● Short task
Rewrite the lines from the one containing "Please drop a marker on every instance of the concrete" through the one containing "<point>320,294</point>", inclusive, as a JSON list of strings with one string per line and blank lines omitted.

● Stored rows
┌────────

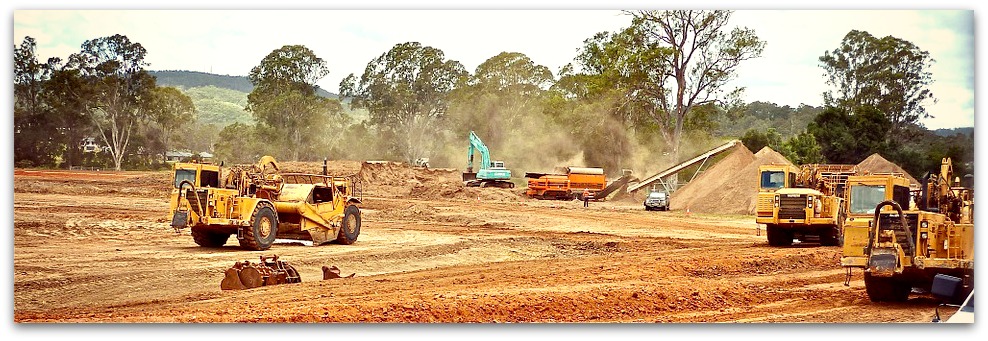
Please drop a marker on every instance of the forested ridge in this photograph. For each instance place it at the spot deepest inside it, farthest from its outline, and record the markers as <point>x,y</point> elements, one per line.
<point>625,101</point>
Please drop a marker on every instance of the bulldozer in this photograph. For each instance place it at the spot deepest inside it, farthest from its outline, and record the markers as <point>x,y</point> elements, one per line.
<point>804,203</point>
<point>901,247</point>
<point>258,204</point>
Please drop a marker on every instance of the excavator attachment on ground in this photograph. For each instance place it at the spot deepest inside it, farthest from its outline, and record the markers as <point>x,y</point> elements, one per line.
<point>269,271</point>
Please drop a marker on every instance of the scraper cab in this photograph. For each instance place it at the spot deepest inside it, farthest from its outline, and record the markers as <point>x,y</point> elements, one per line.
<point>258,203</point>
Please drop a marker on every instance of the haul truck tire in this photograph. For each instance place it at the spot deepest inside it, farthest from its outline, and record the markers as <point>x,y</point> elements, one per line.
<point>830,236</point>
<point>262,230</point>
<point>350,228</point>
<point>208,238</point>
<point>886,289</point>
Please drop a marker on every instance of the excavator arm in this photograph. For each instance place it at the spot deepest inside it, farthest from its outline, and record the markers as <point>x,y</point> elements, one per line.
<point>476,145</point>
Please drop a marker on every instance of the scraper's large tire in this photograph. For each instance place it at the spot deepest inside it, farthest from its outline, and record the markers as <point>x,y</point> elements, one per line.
<point>209,238</point>
<point>350,228</point>
<point>262,230</point>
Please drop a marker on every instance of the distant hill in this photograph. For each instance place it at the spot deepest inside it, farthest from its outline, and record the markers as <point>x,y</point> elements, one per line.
<point>195,79</point>
<point>220,99</point>
<point>953,131</point>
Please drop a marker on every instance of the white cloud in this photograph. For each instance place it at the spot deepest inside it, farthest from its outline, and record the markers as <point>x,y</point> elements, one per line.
<point>233,42</point>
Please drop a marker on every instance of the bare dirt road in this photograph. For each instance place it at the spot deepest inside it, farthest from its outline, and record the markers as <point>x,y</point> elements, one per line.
<point>98,248</point>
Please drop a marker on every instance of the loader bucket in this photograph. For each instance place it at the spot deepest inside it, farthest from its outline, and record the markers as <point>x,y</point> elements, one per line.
<point>333,272</point>
<point>269,271</point>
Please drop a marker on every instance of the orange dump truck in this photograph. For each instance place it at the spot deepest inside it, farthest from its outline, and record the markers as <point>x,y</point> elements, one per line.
<point>566,186</point>
<point>548,186</point>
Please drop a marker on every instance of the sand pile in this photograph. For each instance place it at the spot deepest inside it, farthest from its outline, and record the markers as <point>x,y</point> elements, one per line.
<point>878,164</point>
<point>729,187</point>
<point>712,179</point>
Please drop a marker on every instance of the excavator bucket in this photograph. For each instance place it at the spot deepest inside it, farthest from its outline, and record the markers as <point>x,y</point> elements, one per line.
<point>269,271</point>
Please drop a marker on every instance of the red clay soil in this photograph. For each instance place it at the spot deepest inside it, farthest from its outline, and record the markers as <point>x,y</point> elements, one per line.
<point>102,250</point>
<point>731,189</point>
<point>878,164</point>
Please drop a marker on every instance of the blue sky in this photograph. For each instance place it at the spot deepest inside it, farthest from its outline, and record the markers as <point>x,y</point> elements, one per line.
<point>233,41</point>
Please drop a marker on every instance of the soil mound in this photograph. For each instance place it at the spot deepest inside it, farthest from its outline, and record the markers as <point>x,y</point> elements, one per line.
<point>878,164</point>
<point>712,179</point>
<point>334,168</point>
<point>729,188</point>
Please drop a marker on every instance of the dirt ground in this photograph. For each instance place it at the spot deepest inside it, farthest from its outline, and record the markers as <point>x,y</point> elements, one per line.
<point>97,247</point>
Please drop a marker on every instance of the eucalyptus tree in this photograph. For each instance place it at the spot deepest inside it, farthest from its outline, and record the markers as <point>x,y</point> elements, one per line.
<point>35,133</point>
<point>406,91</point>
<point>697,54</point>
<point>888,74</point>
<point>112,68</point>
<point>285,103</point>
<point>502,99</point>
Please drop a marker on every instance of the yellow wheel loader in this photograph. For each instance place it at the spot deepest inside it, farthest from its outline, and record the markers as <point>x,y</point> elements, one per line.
<point>802,203</point>
<point>901,249</point>
<point>258,204</point>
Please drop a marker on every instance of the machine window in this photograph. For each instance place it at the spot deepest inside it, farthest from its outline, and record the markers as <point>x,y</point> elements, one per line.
<point>865,198</point>
<point>773,179</point>
<point>184,174</point>
<point>210,179</point>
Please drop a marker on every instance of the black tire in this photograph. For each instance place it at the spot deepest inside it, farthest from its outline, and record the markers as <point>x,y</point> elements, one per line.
<point>293,276</point>
<point>830,236</point>
<point>886,289</point>
<point>209,238</point>
<point>350,226</point>
<point>263,228</point>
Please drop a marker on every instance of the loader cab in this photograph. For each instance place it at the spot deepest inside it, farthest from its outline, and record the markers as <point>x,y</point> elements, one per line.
<point>863,194</point>
<point>200,175</point>
<point>771,178</point>
<point>774,177</point>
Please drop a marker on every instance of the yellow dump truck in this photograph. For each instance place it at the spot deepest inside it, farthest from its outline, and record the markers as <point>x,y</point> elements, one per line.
<point>258,204</point>
<point>802,203</point>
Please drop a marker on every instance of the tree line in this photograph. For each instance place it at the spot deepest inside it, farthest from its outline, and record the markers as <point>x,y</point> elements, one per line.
<point>641,97</point>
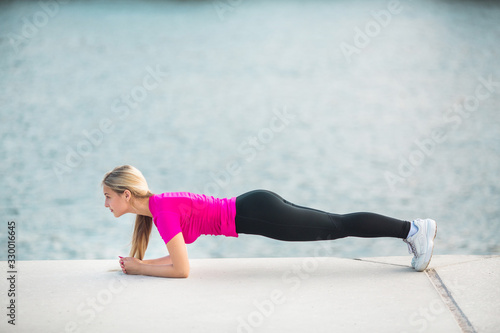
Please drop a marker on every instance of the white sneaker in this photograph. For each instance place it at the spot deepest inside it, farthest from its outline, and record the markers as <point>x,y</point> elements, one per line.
<point>422,243</point>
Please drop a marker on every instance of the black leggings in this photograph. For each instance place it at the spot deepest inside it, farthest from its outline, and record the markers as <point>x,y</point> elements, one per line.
<point>267,214</point>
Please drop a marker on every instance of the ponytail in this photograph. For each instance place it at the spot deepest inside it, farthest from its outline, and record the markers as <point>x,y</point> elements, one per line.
<point>126,177</point>
<point>140,238</point>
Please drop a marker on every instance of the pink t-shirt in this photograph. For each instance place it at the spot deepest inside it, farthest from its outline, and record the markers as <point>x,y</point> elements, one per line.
<point>193,215</point>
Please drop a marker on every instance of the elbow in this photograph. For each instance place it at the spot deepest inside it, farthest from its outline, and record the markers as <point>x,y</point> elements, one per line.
<point>183,274</point>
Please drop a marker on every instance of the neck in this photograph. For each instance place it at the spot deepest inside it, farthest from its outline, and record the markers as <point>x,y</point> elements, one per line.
<point>141,207</point>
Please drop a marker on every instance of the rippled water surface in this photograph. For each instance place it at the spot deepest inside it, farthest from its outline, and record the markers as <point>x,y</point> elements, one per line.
<point>339,105</point>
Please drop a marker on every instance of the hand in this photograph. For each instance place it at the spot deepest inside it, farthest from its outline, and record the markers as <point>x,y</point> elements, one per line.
<point>130,265</point>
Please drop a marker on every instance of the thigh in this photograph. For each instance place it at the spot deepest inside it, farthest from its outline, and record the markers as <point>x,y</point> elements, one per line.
<point>268,214</point>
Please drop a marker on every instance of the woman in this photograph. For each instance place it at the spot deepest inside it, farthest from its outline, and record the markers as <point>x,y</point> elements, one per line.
<point>182,217</point>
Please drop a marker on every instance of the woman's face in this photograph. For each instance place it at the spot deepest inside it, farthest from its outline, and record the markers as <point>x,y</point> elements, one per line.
<point>116,202</point>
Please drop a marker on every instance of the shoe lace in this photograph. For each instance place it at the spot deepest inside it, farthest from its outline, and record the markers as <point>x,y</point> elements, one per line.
<point>411,247</point>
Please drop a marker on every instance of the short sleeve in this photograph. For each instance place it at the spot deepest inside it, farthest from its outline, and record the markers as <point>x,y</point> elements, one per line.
<point>168,225</point>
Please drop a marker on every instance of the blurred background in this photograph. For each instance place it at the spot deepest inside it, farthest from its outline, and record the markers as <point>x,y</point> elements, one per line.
<point>345,106</point>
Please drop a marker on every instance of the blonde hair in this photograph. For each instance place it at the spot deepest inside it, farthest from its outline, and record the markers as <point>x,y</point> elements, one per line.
<point>126,177</point>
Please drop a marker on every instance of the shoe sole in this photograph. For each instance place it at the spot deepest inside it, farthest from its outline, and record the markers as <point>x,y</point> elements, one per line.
<point>428,255</point>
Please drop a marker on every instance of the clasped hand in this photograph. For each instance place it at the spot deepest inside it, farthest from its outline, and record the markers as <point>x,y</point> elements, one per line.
<point>130,265</point>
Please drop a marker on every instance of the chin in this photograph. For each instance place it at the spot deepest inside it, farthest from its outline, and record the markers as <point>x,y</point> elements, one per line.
<point>117,214</point>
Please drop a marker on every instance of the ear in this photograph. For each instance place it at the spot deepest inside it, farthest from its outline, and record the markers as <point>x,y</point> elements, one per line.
<point>127,195</point>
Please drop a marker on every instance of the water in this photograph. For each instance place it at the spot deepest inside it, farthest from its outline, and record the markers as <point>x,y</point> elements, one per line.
<point>356,133</point>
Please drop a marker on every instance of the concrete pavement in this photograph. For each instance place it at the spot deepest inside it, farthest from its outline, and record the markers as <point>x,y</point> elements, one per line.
<point>320,294</point>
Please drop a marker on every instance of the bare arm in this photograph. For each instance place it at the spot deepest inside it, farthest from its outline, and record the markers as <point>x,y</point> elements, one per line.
<point>159,261</point>
<point>178,268</point>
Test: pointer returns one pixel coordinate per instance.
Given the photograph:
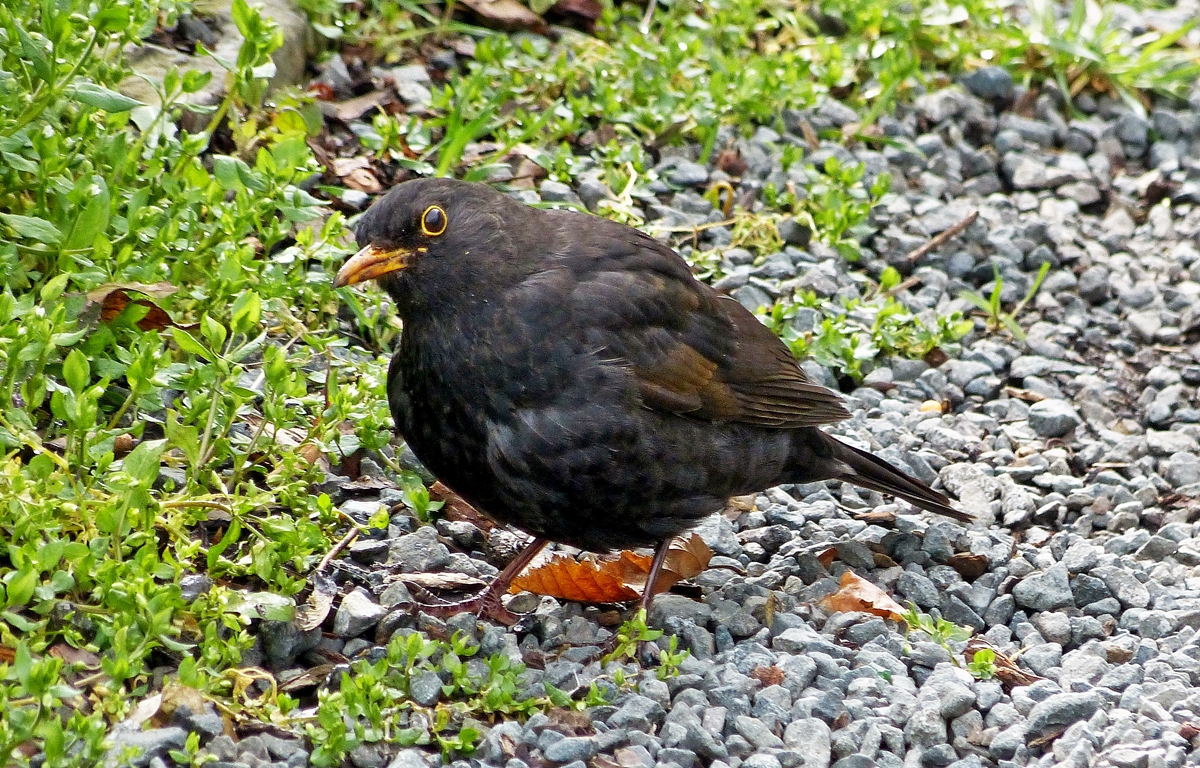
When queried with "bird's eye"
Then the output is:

└────────

● Answer for the task
[
  "Please drop a marker on every instance of the concrete pavement in this photograph. For each instance place it at the spot deepest inside it, farthest from its outline, and record the markers as <point>x,y</point> elements, one per line.",
  "<point>320,294</point>"
]